* _What is being asked_
Give the material again in full, matching it exactly.
--- start ---
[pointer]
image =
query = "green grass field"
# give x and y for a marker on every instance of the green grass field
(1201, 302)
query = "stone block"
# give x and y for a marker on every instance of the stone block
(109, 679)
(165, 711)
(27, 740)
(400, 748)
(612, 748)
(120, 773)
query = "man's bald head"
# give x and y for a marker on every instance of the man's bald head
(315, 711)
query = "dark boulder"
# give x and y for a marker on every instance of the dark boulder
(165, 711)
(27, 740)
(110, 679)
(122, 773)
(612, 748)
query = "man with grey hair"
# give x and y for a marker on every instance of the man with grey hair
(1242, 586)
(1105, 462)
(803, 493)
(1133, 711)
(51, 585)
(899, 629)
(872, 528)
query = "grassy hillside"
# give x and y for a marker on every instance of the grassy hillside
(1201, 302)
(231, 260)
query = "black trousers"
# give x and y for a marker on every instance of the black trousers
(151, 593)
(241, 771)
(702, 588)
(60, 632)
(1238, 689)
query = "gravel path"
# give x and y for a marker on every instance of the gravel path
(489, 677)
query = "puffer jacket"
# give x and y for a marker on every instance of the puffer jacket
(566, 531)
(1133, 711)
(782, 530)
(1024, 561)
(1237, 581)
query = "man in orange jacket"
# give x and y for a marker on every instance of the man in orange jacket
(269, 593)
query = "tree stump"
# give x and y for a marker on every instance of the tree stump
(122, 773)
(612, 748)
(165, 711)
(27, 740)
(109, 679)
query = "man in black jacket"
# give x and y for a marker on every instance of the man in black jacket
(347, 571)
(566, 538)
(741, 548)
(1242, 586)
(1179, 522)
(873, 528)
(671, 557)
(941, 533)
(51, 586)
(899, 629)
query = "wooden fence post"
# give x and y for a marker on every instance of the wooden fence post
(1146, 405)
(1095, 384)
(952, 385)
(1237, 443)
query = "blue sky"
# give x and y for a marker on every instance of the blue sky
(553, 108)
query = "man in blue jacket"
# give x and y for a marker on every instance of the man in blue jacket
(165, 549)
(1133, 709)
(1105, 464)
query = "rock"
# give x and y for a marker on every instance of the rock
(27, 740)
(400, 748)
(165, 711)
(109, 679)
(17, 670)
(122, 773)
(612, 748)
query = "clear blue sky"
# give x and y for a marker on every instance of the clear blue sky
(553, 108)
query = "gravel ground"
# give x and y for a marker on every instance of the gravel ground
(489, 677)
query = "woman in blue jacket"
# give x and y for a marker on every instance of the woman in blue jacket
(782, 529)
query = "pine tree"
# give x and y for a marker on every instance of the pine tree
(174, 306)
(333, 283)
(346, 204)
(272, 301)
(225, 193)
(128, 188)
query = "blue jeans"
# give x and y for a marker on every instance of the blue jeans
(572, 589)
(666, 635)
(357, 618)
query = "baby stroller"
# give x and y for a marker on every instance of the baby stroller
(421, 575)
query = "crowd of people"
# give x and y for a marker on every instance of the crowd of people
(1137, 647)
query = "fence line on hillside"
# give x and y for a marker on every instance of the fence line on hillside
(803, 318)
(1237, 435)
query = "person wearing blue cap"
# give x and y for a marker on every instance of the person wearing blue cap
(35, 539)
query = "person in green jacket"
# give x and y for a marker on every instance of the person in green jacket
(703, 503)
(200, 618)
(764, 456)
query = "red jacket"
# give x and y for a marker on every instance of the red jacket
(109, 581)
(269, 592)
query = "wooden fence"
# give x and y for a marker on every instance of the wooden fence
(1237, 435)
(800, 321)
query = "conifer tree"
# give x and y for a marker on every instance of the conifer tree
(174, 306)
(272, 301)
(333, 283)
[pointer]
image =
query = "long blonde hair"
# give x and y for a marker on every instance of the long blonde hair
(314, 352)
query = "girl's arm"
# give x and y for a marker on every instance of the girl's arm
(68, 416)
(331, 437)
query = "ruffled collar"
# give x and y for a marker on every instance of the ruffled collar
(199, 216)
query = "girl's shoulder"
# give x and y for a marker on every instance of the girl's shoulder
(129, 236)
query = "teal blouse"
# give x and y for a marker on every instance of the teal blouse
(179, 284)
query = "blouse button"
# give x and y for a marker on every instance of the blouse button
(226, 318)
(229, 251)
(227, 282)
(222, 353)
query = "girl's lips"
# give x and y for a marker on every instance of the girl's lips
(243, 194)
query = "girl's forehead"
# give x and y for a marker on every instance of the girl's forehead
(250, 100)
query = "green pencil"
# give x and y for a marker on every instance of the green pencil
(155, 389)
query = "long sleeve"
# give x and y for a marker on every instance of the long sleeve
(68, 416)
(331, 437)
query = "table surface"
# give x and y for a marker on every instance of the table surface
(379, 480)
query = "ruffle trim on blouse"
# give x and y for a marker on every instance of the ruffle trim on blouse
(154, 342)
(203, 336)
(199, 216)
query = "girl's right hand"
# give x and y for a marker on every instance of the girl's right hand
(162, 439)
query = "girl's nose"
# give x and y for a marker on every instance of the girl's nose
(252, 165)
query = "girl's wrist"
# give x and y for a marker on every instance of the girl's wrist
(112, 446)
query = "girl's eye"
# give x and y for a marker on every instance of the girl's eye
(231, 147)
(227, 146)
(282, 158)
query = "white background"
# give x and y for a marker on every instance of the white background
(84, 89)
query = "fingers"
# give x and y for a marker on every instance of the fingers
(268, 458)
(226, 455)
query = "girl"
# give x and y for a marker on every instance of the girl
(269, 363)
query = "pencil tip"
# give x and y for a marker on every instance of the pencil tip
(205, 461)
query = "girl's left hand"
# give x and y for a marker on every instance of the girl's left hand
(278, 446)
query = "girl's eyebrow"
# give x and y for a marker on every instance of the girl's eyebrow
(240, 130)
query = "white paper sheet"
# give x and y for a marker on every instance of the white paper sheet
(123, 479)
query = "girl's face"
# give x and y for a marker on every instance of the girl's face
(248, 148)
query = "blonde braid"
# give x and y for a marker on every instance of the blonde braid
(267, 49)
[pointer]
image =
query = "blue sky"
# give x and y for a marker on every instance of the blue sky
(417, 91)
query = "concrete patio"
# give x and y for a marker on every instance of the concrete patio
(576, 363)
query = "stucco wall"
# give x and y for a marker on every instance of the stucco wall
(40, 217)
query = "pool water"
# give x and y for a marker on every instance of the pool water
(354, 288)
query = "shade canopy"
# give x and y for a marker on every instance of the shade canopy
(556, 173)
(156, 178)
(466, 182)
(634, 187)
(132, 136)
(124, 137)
--- end ---
* _Exercise output_
[pointer]
image =
query = "green grass field"
# give x and y for a marker on every instance of the green grass field
(1201, 302)
query = "stone block"
# give x and y for a marker on every instance of the stone block
(109, 679)
(165, 711)
(27, 740)
(400, 748)
(612, 748)
(120, 773)
query = "man's bald head"
# give x and y for a marker on every instance of the man's bald head
(315, 711)
query = "dark boulder"
# give x and y for a marker on every instance of the dark boulder
(165, 711)
(27, 740)
(110, 679)
(122, 773)
(612, 748)
query = "man with grey hair"
# give x and y for a marker on every instance of the man with grey hair
(1242, 586)
(1105, 462)
(803, 493)
(1133, 711)
(51, 585)
(899, 629)
(872, 528)
query = "grassy hillside"
# give x and y for a marker on every instance of the grassy hillside
(1201, 302)
(231, 260)
query = "black trousers"
# give x and y for a marker on every instance of the black trousers
(151, 593)
(241, 771)
(702, 588)
(60, 632)
(1238, 689)
query = "gravel path"
# give x and y for a marker on every instance of the gravel path
(489, 677)
query = "puffer jacket"
# give x and y for a marker on every instance of the puffer jacket
(566, 531)
(1133, 711)
(782, 530)
(1024, 561)
(1237, 581)
query = "man in orange jacket"
# give x and y for a marker on every instance of the man in orange jacket
(269, 593)
query = "tree stump"
# give x and y for a marker on every instance of the tree stump
(122, 773)
(612, 748)
(165, 711)
(27, 740)
(109, 679)
query = "man in black jacket"
# give x and y for a marker on every instance of the man in black jacket
(347, 571)
(566, 538)
(741, 548)
(1242, 586)
(1179, 522)
(873, 528)
(671, 557)
(941, 533)
(51, 586)
(899, 629)
query = "wooden fence post"
# give x and y for a marker on every instance of the wooden fence post
(1146, 405)
(1095, 384)
(952, 385)
(1237, 443)
query = "blue sky"
# give x and y for a marker on every instance of the blue sky
(553, 108)
query = "man in blue jacket"
# give x and y for a marker on every instance of the man in blue jacket
(165, 549)
(1133, 709)
(1105, 464)
query = "rock"
# give x and y for a marker on every instance of the rock
(27, 740)
(400, 748)
(165, 711)
(109, 679)
(17, 670)
(122, 773)
(612, 748)
query = "clear blue sky"
# give x and y for a marker on every instance of the clear blue sky
(553, 108)
query = "gravel ground"
# give x and y for a marker on every instance of the gravel ground
(489, 677)
query = "woman in blue jacket"
# give x and y for a marker on every instance of the woman in blue jacket
(782, 529)
query = "pine tree"
# give x and y for a marker on every instance of the pine tree
(174, 306)
(333, 283)
(346, 204)
(272, 301)
(225, 193)
(128, 188)
query = "blue jeans"
# give x and y for a marker on every instance of the blue jeans
(572, 589)
(666, 635)
(357, 618)
query = "baby stroller"
# give x and y for a marker on every instance of the baby stroller
(421, 575)
query = "crowd of people"
# give x and y for a marker on every instance of the crowd of people
(1137, 647)
query = "fence line on hillside"
# give x and y for a marker on every instance of the fence line on hillside
(803, 318)
(1237, 435)
query = "person wearing blue cap"
# give x and y for a marker on every instance of the person wearing blue cap
(35, 539)
query = "person in green jacket"
# give x and y for a marker on every instance of the person in green jacket
(703, 503)
(200, 618)
(764, 456)
query = "red jacket"
# give x and y for a marker on every instance of the red jacket
(109, 581)
(269, 592)
query = "wooden fence"
# give x and y for a marker on every instance of the wooden fence
(1237, 435)
(800, 321)
query = "conifer tree"
# give x and y for a marker on every instance of the conifer tree
(174, 306)
(272, 301)
(333, 283)
[pointer]
image =
query = "long blonde hair"
# give x and y for a marker on every instance of the long blonde hair
(314, 352)
query = "girl's arm"
# give x and y for a marker on every instance of the girl's arm
(68, 416)
(331, 437)
query = "ruffled collar"
# give x and y for a marker on every instance of the ruffled collar
(199, 216)
query = "girl's shoulder"
# give x and y for a marker on every instance of the girl's shoulder
(129, 236)
query = "teal blouse"
# give x and y for a marker on every instance of the teal blouse
(179, 284)
query = "blouse button"
# give x and y for a marker on every instance of the blouse button
(226, 318)
(229, 251)
(227, 282)
(222, 353)
query = "girl's lips"
# give x and y for a marker on every instance of the girl's lips
(243, 194)
query = "girl's forehead"
# give x and y for a marker on every instance of the girl's forehead
(250, 100)
query = "green pencil"
# give x and y for a marker on every instance of the green pencil
(155, 389)
query = "long sleeve"
# give x and y for a marker on every instance of the long sleeve
(68, 416)
(331, 437)
query = "table surface"
# give x and y for a marker on every instance of the table surface
(379, 480)
query = "ruffle trim on blouse"
# give x and y for a marker on every instance of the ruffle trim on blouse
(154, 342)
(203, 336)
(199, 216)
query = "girl's right hand"
# give x and y for a marker on every instance of the girl's right hand
(162, 439)
query = "girl's nose"
# give x and y for a marker on every instance of the girl's nose
(252, 165)
query = "girl's wrist"
# give x and y for a marker on every instance of the girl's wrist
(112, 446)
query = "girl's eye"
# give x and y for a marker on every instance of the girl's eye
(231, 147)
(227, 146)
(282, 158)
query = "white background"
# give x and y for a marker on every instance of the white background
(84, 89)
query = "fingers"
# give x and y for a marker on every instance of the fingers
(268, 458)
(226, 455)
query = "girl"
# give x and y for a marker on every instance of the girl
(269, 363)
query = "pencil tip"
# give x and y for a marker on every instance of the pencil tip
(205, 461)
query = "girl's left hand"
# give x and y for a marker on every instance of the girl's left hand
(278, 446)
query = "girl's eyebrow"
# give x and y for a marker on every instance of the girl's eyebrow
(240, 130)
query = "white paper sheet"
# give x and y for a marker on every instance of the white paper sheet
(123, 479)
query = "girl's face"
# give x and y for a marker on every instance of the girl's face
(248, 148)
query = "blonde braid"
# give x and y for a marker on every instance of the blonde braid
(267, 49)
[pointer]
image =
query = "blue sky"
# give x and y for a marker on every instance of the blue sky
(417, 91)
query = "concrete patio"
# give x and y for a marker on every instance of the concrete patio
(576, 363)
query = "stucco wall"
# give x and y for a marker on every instance of the stucco wall
(40, 217)
query = "pool water"
# give x and y for a marker on every instance of the pool water
(354, 288)
query = "shade canopy"
# give x and y for a marker on every instance of the shade canopy
(556, 173)
(156, 178)
(466, 182)
(634, 187)
(132, 136)
(124, 137)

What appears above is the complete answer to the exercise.